DATA RECORDS:

_ _ _

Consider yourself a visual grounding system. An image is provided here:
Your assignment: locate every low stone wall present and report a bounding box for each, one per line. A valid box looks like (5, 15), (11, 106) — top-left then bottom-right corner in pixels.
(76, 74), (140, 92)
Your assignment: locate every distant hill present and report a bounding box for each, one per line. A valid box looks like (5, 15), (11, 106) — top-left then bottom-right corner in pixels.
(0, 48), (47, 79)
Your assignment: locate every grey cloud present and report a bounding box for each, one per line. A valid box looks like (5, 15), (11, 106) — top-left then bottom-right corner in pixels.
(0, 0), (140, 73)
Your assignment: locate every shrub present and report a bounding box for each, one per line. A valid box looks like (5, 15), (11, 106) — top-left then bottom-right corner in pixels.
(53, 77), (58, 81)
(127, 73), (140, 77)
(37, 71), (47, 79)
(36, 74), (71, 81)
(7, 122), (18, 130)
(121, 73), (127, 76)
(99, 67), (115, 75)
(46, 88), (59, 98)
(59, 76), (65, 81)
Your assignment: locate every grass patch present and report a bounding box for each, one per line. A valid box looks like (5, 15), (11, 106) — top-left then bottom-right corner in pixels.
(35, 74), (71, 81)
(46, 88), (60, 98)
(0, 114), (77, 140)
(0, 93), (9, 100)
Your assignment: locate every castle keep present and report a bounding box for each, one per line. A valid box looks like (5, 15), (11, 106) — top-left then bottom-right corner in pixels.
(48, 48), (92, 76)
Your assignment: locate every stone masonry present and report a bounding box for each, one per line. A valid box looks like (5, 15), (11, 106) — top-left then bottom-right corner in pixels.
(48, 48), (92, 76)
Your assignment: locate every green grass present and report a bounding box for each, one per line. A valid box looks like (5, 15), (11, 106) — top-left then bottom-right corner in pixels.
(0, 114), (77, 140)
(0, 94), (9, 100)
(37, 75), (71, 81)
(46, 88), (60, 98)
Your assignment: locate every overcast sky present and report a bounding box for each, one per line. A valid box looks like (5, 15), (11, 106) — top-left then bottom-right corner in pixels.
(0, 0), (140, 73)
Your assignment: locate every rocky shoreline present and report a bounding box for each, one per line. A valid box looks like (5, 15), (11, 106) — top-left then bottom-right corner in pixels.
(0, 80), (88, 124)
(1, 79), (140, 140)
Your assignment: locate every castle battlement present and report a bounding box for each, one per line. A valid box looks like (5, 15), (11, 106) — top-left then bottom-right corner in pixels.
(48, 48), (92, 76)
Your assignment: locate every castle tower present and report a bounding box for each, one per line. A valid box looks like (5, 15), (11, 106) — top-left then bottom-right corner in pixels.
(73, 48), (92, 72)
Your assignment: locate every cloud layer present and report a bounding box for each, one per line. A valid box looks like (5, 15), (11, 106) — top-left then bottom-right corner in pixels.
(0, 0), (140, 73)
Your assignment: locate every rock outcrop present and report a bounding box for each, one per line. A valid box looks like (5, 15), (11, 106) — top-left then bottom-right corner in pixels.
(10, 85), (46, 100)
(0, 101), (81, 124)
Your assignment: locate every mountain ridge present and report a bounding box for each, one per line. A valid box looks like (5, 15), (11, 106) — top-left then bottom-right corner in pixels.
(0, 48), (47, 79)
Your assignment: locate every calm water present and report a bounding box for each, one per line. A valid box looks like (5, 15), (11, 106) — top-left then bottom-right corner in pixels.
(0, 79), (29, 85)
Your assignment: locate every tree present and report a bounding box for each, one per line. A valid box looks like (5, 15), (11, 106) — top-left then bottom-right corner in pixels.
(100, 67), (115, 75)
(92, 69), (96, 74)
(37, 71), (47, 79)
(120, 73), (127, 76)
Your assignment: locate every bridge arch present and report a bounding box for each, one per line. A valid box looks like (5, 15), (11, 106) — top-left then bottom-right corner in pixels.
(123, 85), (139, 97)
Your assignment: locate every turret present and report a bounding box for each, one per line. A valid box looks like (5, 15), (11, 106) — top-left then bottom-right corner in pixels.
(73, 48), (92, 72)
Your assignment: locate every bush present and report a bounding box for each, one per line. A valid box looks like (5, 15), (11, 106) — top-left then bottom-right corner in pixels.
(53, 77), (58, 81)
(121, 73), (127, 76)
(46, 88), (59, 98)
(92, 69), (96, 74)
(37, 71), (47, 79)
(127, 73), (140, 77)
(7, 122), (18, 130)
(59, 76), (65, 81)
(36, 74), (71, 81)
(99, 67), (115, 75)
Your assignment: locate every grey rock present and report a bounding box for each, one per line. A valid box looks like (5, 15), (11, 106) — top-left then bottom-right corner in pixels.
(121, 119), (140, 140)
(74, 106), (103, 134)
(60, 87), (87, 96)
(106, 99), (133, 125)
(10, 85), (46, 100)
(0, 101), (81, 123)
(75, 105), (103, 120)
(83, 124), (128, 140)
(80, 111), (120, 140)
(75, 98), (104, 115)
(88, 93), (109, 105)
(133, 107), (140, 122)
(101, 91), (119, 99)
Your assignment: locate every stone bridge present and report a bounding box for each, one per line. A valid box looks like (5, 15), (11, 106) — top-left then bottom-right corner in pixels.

_ _ _

THE TASK:
Would you please transcribe the records above in full and exactly?

RESULT FOR THIS TASK:
Consider yourself a visual grounding system. An image is provided here:
Your assignment: locate every low stone wall present and report a bounding box for each, one per line. A valid box looks like (5, 15), (11, 106) — top-left then bottom-right corner in pixels.
(76, 74), (140, 92)
Your assignment: locate every distant hill present and report a bounding box for each, one per line. A valid box looks like (5, 15), (11, 106) — top-left then bottom-right corner in pixels.
(0, 48), (47, 79)
Your assignment: locate every grey cloud present and report a bounding box for each, one per line. A valid box looks like (5, 15), (11, 106) — top-left then bottom-right corner in pixels.
(0, 0), (140, 73)
Your assignment: locate every shrub present and report a bounding box for each, one per line. A valid box looks like (5, 15), (11, 106) — top-left then bottom-right corner in pixels.
(53, 77), (58, 81)
(127, 73), (140, 77)
(37, 71), (47, 79)
(36, 74), (71, 81)
(7, 122), (18, 130)
(121, 73), (127, 76)
(99, 67), (115, 75)
(46, 88), (59, 98)
(59, 76), (65, 81)
Your assignment: locate every grass patch present and report a bounding box for each, one per line. A valid box looks like (5, 15), (11, 106) — top-left then bottom-right corner in pixels.
(35, 74), (71, 81)
(46, 88), (60, 98)
(0, 114), (77, 140)
(0, 93), (9, 100)
Your assignment: locate every castle keep present and report a bounding box for each, one per line. A valid box looks like (5, 15), (11, 106) — top-left then bottom-right corner in pixels.
(48, 48), (92, 76)
Your assignment: locate every stone masonry present and report a bounding box for each, one per line. A valid box looks like (5, 15), (11, 106) — top-left then bottom-right corner in pixels.
(48, 48), (92, 76)
Your assignment: locate every green grass present and report a bounding box for each, one per line. A valid box looks like (5, 15), (11, 106) — top-left then bottom-right corner in pixels.
(0, 114), (77, 140)
(0, 94), (9, 100)
(37, 75), (71, 81)
(46, 88), (60, 98)
Your assignment: locate every overcast sky present and report a bounding box for each, one per line. A valid box looks like (5, 15), (11, 106) — top-left then bottom-right corner in pixels.
(0, 0), (140, 73)
Your assignment: locate every rocky shoreline present and report a bounding box for each, one per line. A valid box looks like (5, 15), (11, 106) — top-left then bottom-right corner in pixels.
(0, 80), (88, 124)
(1, 79), (140, 140)
Your assignment: locate every castle battlement present and report a bounding box for each, one per line. A valid box looks like (5, 15), (11, 106) — top-left then bottom-right corner in pixels.
(48, 48), (92, 76)
Your assignment: locate every castle tower present and report a bounding box for each, one per line. A valid box looks like (5, 15), (11, 106) — top-left then bottom-right corner in pixels.
(73, 48), (92, 72)
Your assignment: locate every cloud layer present and report a bounding box for each, one per line. A valid box looks like (5, 15), (11, 106) — top-left then bottom-right corner in pixels.
(0, 0), (140, 73)
Your assignment: locate every rock outcrop present and report a bounding box for each, one per line. A valid box looks like (5, 15), (11, 106) — top-left then bottom-right corner in pixels.
(10, 85), (46, 100)
(0, 101), (81, 124)
Your assignment: locate every mountain ridge present and report a bounding box for each, one per line. A valid box looks like (5, 15), (11, 106) — top-left then bottom-right corner in pixels.
(0, 48), (47, 79)
Your assignment: locate every calm water present and report a bounding box for each, one per line. A valid box looks like (5, 15), (11, 106) — top-left then bottom-right corner in pixels.
(0, 79), (29, 85)
Your assignment: locate every tree present and report a bounding box for each, one per line. A valid box looks like (5, 15), (11, 106) — top-left then bottom-right corner in pixels.
(100, 67), (115, 75)
(92, 69), (96, 74)
(37, 71), (47, 79)
(120, 73), (127, 76)
Your assignment: locate every bridge arch present and report a bounding box for each, one per line. A valid box looks like (5, 15), (11, 106) — top-left then bottom-right corner in pixels.
(123, 85), (139, 97)
Your assignment: locate every turret present and report a bounding box for each, one per line. A valid box looks like (5, 15), (11, 106) — top-left then bottom-right corner in pixels.
(73, 48), (92, 72)
Your assignment: locate every bush present and report a bounding box for each, one per line. A valid box looks like (5, 15), (11, 106) — top-left then bottom-right corner in pixels.
(53, 77), (58, 81)
(121, 73), (127, 76)
(46, 88), (59, 98)
(92, 69), (96, 74)
(37, 71), (47, 79)
(127, 73), (140, 77)
(7, 122), (18, 130)
(59, 76), (65, 81)
(36, 74), (71, 81)
(99, 67), (115, 75)
Your assignment: locate every grey rock present and report a bounding box for each, one per line. A valid box looks like (5, 15), (11, 106) — top-left then bottom-right corner in pixels.
(121, 119), (140, 140)
(74, 106), (103, 134)
(60, 87), (87, 96)
(106, 99), (133, 125)
(10, 85), (46, 100)
(0, 101), (81, 123)
(75, 105), (103, 120)
(83, 124), (128, 140)
(80, 111), (120, 140)
(75, 98), (104, 115)
(88, 93), (109, 105)
(133, 107), (140, 122)
(101, 91), (119, 99)
Your assignment: locate every stone bridge present and report a bounding box for each, one per line. A valid box looks like (5, 15), (11, 106) — top-left then bottom-right corner in pixels.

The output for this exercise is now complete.